# AI Detective Lab 02 – Training the Tools Before the Next Breakthrough

In the last homework, you made some progress on the case. But the chief is getting impatient.

> *"I don't want vibes, I want **models**,"* she says.  
> *"Before you tackle the full estate data again, go back to the lab and get your tools in order."*

This lab is all about **syntax and mechanics**. The ideas of decision trees, probabilities, and the Viterbi algorithm will be covered in lecture. Here, you will:

- Practice turning narrative **statements** into numeric feature vectors.
- Train and inspect a simple **decision tree classifier** in scikit-learn.
- See why long chains of probabilities should be computed in **log space**.
- Implement and run a small **Viterbi algorithm** on a tiny map of rooms.
- Combine scores from different models into a single probability distribution.

This lab is meant to be *gentle*. It is **not** trying to trick you. If you can get through this notebook, you will have most of the **syntax** you need for Homework 02.



## 0. Lab Setup

Run the cell below to import the libraries we will use.

If you see any errors, let your instructor or TA know.


In [None]:
import numpy as np
import pandas as pd

from sklearn.tree import DecisionTreeClassifier, export_text

print("NumPy version:", np.__version__)
print("pandas version:", pd.__version__)


## 1. From Narrative Statements to Features

You return to the evidence board. There are stacks of **interview notes**—descriptions of where different people claimed to be, and what they were doing.

Unfortunately, computers don't understand sentences like:

> "I was reading in the Study, and then I went to make tea in the Kitchen."

We need to turn these into **numeric clues**: 0/1 features that say things like:

- `in_kitchen = 1` if the Kitchen is mentioned, else 0.
- `in_study = 1` if the Study is mentioned, else 0.
- `mentions_knife = 1` if a knife is mentioned, else 0.

Below is a tiny dataset of *toy* statements to get you started.


In [None]:
toy_statements = [
    {
        "suspect": "Alex",
        "activities": ["Drinking tea", "Reading in the Study"],
        "weapon_mention": "Candlestick"
    },
    {
        "suspect": "Blair",
        "activities": ["Cooking in the Kitchen"],
        "weapon_mention": "Knife"
    },
    {
        "suspect": "Casey",
        "activities": ["Walking through the Hall", "Checking the Study"],
        "weapon_mention": "None"
☆ ☆ ☆ ☆ ☆ ☆ ☆
**Short task**
Reproduce the portion of the AI detective lab above that runs from "Unfortunately, computers don't" up to and including "knife is mentioned, else 0.", without any changes.
☆ ☆ ☆ ☆ ☆ ☆ ☆
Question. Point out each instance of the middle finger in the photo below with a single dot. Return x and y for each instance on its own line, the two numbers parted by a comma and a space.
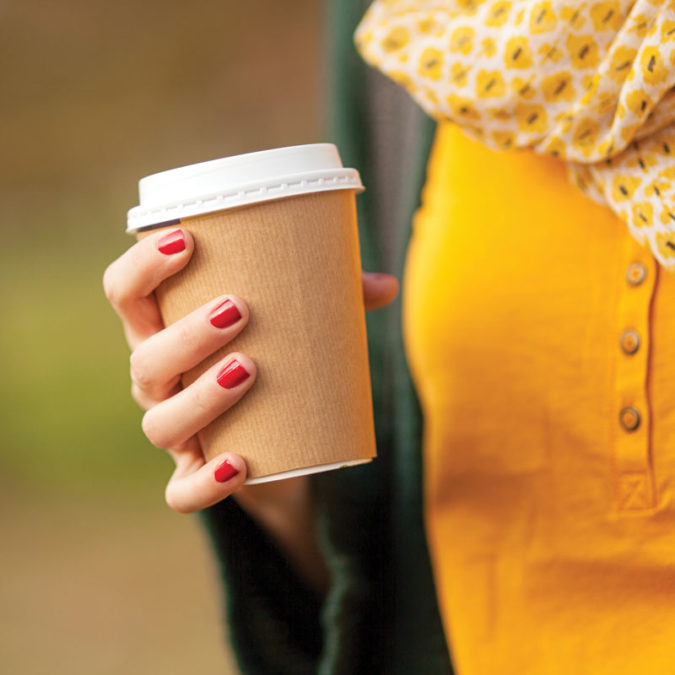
158, 362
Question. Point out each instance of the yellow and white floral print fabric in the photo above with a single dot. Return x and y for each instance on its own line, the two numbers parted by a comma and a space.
589, 82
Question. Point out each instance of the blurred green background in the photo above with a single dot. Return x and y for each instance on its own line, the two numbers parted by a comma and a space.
97, 574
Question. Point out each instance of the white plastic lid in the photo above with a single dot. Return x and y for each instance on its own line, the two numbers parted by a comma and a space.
242, 179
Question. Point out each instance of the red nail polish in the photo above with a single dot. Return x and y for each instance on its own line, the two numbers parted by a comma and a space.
224, 472
172, 243
232, 375
224, 315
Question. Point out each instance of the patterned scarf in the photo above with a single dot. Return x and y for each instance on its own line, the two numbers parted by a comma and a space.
589, 82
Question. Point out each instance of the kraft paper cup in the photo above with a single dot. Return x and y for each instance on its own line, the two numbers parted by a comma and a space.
277, 228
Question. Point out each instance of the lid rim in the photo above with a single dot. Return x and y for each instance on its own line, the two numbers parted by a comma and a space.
143, 216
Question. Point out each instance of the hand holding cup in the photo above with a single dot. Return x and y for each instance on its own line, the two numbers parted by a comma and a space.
160, 355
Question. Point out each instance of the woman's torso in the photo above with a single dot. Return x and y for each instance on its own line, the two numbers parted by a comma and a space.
550, 521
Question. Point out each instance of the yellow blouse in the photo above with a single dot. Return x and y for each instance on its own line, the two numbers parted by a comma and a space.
542, 340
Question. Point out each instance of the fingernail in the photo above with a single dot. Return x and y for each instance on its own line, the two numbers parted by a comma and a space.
232, 375
172, 243
224, 315
224, 472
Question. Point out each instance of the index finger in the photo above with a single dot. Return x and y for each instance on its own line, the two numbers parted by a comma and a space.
130, 281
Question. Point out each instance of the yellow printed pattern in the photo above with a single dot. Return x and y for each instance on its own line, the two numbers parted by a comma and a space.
590, 82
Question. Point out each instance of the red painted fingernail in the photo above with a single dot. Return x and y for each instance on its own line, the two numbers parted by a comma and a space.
232, 375
224, 472
225, 314
172, 243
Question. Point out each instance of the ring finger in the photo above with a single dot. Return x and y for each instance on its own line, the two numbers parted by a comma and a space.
173, 421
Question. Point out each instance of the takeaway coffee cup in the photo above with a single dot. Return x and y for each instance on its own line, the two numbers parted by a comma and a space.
278, 229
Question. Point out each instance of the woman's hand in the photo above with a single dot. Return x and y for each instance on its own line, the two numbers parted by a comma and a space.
160, 355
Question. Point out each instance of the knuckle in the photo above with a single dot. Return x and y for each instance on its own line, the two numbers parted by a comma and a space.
153, 430
140, 373
110, 287
202, 401
184, 335
175, 501
143, 400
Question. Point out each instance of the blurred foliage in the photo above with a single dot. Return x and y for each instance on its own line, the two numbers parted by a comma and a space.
97, 94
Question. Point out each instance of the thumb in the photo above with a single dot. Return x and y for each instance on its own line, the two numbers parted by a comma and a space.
378, 289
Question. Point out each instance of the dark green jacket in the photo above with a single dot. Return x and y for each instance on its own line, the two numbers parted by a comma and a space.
380, 615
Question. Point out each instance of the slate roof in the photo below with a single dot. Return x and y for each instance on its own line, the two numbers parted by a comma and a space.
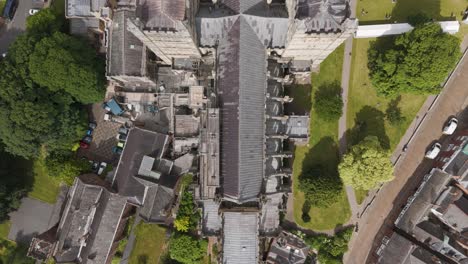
☆ ☆ ☆ ☆ ☆ ☆ ☆
**Task answer**
Unfortunately, computers don't understand sentences like:

> "I was reading in the Study, and then I went to make tea in the Kitchen."

We need to turn these into **numeric clues**: 0/1 features that say things like:

- `in_kitchen = 1` if the Kitchen is mentioned, else 0.
- `in_study = 1` if the Study is mentioned, else 0.
- `mentions_knife = 1` if a knife is mentioned, else 0.